*YOUR INSTRUCTIONS:* Please show every line of the listing below that contains the word "custard", and note that case counts.

## START DATA

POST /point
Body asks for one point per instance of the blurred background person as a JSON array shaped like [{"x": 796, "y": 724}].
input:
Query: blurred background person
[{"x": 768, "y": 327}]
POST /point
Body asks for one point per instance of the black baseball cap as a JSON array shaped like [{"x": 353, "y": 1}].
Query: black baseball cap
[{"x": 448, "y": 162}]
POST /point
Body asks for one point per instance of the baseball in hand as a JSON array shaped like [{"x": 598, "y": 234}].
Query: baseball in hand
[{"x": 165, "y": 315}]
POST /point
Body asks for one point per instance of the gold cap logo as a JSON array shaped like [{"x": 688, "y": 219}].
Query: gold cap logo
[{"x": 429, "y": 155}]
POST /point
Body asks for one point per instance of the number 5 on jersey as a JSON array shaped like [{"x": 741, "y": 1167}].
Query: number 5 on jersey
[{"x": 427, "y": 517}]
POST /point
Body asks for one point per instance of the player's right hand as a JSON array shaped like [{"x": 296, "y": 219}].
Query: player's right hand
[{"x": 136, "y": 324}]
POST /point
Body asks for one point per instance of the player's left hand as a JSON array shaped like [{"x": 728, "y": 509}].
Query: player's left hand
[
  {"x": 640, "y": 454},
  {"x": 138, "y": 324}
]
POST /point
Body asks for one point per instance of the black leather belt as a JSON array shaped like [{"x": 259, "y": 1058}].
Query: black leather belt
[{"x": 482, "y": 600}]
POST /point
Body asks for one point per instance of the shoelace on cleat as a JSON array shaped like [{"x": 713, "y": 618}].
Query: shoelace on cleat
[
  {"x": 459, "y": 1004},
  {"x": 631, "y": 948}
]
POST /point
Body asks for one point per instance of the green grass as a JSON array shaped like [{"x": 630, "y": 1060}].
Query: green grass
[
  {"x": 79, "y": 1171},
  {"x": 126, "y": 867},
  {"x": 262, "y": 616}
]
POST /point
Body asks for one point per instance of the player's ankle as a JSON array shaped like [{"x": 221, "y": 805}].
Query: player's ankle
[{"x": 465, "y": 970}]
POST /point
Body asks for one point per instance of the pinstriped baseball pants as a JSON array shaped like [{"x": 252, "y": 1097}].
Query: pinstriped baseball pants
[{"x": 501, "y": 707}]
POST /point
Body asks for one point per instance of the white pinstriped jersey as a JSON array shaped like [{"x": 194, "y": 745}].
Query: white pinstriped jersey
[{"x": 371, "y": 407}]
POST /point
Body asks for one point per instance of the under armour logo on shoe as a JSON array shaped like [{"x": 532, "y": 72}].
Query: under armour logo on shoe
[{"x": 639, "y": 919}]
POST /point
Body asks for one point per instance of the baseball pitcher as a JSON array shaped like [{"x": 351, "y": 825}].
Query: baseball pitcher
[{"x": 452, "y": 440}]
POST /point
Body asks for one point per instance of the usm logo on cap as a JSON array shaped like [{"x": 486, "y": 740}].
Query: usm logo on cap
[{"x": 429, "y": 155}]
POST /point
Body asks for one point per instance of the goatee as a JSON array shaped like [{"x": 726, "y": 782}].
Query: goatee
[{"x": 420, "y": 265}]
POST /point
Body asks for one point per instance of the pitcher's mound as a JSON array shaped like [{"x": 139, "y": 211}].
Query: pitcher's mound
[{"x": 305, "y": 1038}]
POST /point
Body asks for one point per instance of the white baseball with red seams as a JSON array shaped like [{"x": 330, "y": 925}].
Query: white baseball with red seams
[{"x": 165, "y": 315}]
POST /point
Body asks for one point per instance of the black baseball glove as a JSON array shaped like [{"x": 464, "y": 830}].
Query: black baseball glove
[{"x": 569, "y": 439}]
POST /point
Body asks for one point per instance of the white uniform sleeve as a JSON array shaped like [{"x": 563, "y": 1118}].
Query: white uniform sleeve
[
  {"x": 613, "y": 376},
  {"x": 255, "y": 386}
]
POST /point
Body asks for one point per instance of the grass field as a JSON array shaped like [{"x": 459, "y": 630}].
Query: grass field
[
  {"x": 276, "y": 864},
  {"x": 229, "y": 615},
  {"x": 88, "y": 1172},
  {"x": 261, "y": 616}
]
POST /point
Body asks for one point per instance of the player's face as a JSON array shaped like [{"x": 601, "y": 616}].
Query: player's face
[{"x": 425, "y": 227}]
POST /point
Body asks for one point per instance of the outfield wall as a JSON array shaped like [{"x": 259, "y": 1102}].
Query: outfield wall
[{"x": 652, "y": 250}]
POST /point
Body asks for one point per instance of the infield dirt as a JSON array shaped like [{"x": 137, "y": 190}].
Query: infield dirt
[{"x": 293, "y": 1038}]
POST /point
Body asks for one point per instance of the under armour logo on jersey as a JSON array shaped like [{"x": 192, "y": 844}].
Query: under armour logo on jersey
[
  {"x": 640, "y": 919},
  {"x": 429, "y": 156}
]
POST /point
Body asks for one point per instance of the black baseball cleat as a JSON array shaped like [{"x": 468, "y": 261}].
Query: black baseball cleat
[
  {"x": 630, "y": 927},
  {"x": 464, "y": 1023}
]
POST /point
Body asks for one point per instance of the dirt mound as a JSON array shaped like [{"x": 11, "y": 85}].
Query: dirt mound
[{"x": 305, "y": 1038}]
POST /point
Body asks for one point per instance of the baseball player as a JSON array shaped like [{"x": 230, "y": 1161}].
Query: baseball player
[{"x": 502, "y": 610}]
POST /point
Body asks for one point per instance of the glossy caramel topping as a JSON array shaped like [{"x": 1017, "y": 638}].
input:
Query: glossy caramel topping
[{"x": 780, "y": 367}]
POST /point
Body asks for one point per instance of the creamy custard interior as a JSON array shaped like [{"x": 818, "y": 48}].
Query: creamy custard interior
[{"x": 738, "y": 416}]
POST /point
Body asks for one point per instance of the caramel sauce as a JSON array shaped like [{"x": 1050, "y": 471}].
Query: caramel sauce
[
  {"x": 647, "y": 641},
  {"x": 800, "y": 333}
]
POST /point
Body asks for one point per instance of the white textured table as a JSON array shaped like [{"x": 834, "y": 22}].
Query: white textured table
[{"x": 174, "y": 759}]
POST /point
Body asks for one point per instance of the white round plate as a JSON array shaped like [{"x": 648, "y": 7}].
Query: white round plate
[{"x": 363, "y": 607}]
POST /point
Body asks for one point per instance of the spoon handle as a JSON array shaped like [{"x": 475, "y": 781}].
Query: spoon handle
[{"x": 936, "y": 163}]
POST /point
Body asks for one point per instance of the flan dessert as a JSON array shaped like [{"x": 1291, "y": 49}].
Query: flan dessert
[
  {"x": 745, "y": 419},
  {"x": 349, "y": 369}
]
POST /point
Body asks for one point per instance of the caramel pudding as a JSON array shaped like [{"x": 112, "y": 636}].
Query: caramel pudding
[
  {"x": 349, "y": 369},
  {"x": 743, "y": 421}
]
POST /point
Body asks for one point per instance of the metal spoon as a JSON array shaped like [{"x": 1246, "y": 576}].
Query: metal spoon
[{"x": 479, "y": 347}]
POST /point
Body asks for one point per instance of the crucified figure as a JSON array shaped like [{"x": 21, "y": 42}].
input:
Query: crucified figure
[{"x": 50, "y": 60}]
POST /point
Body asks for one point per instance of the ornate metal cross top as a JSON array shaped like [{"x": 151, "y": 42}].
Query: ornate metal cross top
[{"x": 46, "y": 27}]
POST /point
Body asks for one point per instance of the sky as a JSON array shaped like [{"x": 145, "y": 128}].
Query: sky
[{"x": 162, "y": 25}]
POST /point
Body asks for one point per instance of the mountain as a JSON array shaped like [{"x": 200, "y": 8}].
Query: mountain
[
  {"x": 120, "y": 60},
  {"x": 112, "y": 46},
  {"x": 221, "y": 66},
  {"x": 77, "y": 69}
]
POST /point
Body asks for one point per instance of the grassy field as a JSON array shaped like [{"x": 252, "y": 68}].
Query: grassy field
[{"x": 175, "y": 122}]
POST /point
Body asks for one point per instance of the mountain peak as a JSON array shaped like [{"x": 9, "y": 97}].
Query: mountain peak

## END DATA

*THE OUTPUT:*
Body asks for one point per instance of the creamy custard interior as a JSON array shaped like [{"x": 818, "y": 48}].
Query: creamy custard interior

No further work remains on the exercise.